# [Task description]
Can you output every line of the rows below as a Markdown table with two columns, "Number" for the line's position and "Line" for its text? Skip blank lines and leave the pictures out.

─── Records for the exercise ───

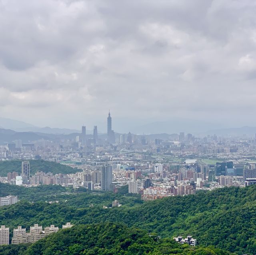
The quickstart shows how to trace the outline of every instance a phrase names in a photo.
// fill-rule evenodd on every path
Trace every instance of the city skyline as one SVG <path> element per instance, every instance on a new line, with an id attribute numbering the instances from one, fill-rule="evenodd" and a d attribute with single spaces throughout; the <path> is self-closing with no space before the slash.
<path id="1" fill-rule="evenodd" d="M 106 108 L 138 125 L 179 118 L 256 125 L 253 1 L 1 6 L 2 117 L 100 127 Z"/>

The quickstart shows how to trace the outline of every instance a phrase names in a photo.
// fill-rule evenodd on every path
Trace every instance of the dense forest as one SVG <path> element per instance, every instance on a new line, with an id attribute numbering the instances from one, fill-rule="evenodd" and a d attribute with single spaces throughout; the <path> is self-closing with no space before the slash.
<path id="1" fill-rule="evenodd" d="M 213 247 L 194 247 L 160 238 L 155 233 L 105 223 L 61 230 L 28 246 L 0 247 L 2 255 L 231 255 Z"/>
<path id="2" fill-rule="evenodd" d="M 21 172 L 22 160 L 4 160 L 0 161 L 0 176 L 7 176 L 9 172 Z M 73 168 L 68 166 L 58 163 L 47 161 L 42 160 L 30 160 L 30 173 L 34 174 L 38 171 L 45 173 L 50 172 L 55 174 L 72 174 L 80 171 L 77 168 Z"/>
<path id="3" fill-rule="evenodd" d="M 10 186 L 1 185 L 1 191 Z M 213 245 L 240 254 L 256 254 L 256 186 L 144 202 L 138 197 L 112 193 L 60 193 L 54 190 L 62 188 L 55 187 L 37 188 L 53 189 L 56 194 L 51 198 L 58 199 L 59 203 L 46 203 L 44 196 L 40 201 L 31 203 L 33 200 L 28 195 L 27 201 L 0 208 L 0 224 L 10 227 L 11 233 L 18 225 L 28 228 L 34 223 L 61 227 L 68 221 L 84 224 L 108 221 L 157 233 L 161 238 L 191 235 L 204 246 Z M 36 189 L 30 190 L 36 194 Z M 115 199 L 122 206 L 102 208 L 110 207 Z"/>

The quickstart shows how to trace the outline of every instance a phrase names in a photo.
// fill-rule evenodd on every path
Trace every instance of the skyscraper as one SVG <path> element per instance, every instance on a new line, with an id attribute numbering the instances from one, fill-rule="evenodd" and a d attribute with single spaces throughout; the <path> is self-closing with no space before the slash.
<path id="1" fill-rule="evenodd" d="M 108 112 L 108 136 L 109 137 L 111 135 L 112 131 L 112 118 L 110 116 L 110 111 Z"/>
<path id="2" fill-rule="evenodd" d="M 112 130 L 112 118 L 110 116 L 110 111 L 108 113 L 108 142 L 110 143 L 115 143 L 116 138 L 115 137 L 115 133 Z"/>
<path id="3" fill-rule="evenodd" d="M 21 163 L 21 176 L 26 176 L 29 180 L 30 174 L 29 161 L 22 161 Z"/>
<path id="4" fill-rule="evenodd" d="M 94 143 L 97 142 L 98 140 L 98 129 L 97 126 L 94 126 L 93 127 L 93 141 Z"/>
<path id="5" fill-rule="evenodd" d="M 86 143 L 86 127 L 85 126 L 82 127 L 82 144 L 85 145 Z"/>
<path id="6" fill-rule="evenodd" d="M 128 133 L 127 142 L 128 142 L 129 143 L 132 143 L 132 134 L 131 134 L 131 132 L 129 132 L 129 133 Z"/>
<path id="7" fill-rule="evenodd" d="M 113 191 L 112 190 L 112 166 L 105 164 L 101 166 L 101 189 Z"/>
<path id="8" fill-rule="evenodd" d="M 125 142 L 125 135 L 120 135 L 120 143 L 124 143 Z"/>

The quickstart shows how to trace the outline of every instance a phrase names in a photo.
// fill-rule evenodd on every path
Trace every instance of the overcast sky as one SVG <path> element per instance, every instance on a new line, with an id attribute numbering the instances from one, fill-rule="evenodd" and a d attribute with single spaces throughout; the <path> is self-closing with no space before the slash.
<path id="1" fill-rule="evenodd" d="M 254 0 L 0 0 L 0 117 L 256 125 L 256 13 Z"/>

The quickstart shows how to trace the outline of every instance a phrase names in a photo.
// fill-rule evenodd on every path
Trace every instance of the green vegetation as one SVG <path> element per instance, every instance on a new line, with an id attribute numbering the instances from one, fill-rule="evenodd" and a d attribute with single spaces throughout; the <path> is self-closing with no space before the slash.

───

# [Exercise solution]
| Number | Line |
|---|---|
| 1 | The quickstart shows how to trace the outline of every instance a phrase names in a photo. |
| 2 | // fill-rule evenodd on every path |
| 3 | Trace every instance of the city skyline as one SVG <path> element per instance, every instance on a new line, with an id attribute numbering the instances from one, fill-rule="evenodd" and a d attribute with single spaces throughout; the <path> is self-closing with no space before the slash. |
| 4 | <path id="1" fill-rule="evenodd" d="M 106 108 L 138 125 L 179 118 L 256 125 L 253 1 L 1 6 L 2 117 L 100 127 Z"/> |
| 5 | The quickstart shows how to trace the outline of every instance a phrase names in a photo. |
| 6 | // fill-rule evenodd on every path |
| 7 | Trace every instance of the dense forest as one SVG <path> element per instance, every instance on a new line, with an id attribute numbering the instances from one, fill-rule="evenodd" and a d attribute with single spaces throughout; the <path> is self-closing with no space before the slash. |
| 8 | <path id="1" fill-rule="evenodd" d="M 213 247 L 194 247 L 160 238 L 155 233 L 105 223 L 61 230 L 28 246 L 0 247 L 2 255 L 231 255 Z"/> |
| 9 | <path id="2" fill-rule="evenodd" d="M 21 172 L 22 160 L 4 160 L 0 161 L 0 176 L 7 176 L 9 172 Z M 73 168 L 68 166 L 58 163 L 47 161 L 42 160 L 30 160 L 30 173 L 34 174 L 38 171 L 45 173 L 50 172 L 55 174 L 72 174 L 80 171 L 77 168 Z"/> |
| 10 | <path id="3" fill-rule="evenodd" d="M 10 186 L 1 185 L 1 191 Z M 213 245 L 240 254 L 256 254 L 256 186 L 144 202 L 138 197 L 112 193 L 60 193 L 54 190 L 62 188 L 55 187 L 37 188 L 53 189 L 56 194 L 51 198 L 58 199 L 59 203 L 46 203 L 44 196 L 40 201 L 31 203 L 33 200 L 28 195 L 27 201 L 0 208 L 0 224 L 10 227 L 11 233 L 18 225 L 28 228 L 34 223 L 61 227 L 68 221 L 84 224 L 108 221 L 157 233 L 161 238 L 191 235 L 204 246 Z M 36 189 L 30 190 L 36 194 Z M 115 199 L 122 206 L 102 208 L 110 207 Z"/> |
| 11 | The quickstart shows how to trace the outline of every instance a phrase names in a photo. |
| 12 | // fill-rule evenodd on every path |
| 13 | Trace every instance of the skyscraper as one SVG <path> element per instance, every instance on a new line, with an id attribute numbering the instances from one, fill-rule="evenodd" and a d attribute with single spaces throughout; the <path> is self-closing with no space before the slash. |
| 14 | <path id="1" fill-rule="evenodd" d="M 108 112 L 108 136 L 109 137 L 111 135 L 112 131 L 112 118 L 110 116 L 110 111 Z"/> |
| 15 | <path id="2" fill-rule="evenodd" d="M 112 130 L 112 118 L 110 116 L 110 111 L 108 113 L 108 142 L 110 143 L 115 143 L 116 138 L 115 137 L 115 133 Z"/> |
| 16 | <path id="3" fill-rule="evenodd" d="M 21 163 L 21 176 L 26 176 L 29 180 L 30 174 L 29 161 L 22 161 Z"/> |
| 17 | <path id="4" fill-rule="evenodd" d="M 94 143 L 97 142 L 98 140 L 98 129 L 97 126 L 94 126 L 93 127 L 93 141 Z"/> |
| 18 | <path id="5" fill-rule="evenodd" d="M 86 143 L 86 127 L 85 126 L 82 127 L 82 144 L 85 145 Z"/> |
| 19 | <path id="6" fill-rule="evenodd" d="M 128 133 L 127 142 L 128 142 L 129 143 L 132 143 L 132 134 L 131 134 L 131 132 L 129 132 L 129 133 Z"/> |
| 20 | <path id="7" fill-rule="evenodd" d="M 113 191 L 112 190 L 112 166 L 105 164 L 101 166 L 101 189 Z"/> |
| 21 | <path id="8" fill-rule="evenodd" d="M 125 142 L 125 135 L 120 135 L 120 143 L 124 143 Z"/> |
| 22 | The quickstart shows how to trace the outline of every instance a phrase names in a photo. |
| 23 | // fill-rule evenodd on every path |
| 24 | Trace every instance of the overcast sky as one SVG <path> element per instance, every instance on a new line, with an id attribute numbering the instances from one, fill-rule="evenodd" and a d attribute with single spaces throughout; the <path> is self-closing with no space before the slash. |
| 25 | <path id="1" fill-rule="evenodd" d="M 254 0 L 0 0 L 0 117 L 256 125 L 256 13 Z"/> |
| 26 | The quickstart shows how to trace the outline of every instance a phrase names in a photo. |
| 27 | // fill-rule evenodd on every path |
| 28 | Trace every instance of the green vegetation as one SVG <path> element per instance, every instance on a new line, with an id attribute numbering the instances from one, fill-rule="evenodd" and a d attribute with single spaces throughout; the <path> is self-closing with no space before the slash. |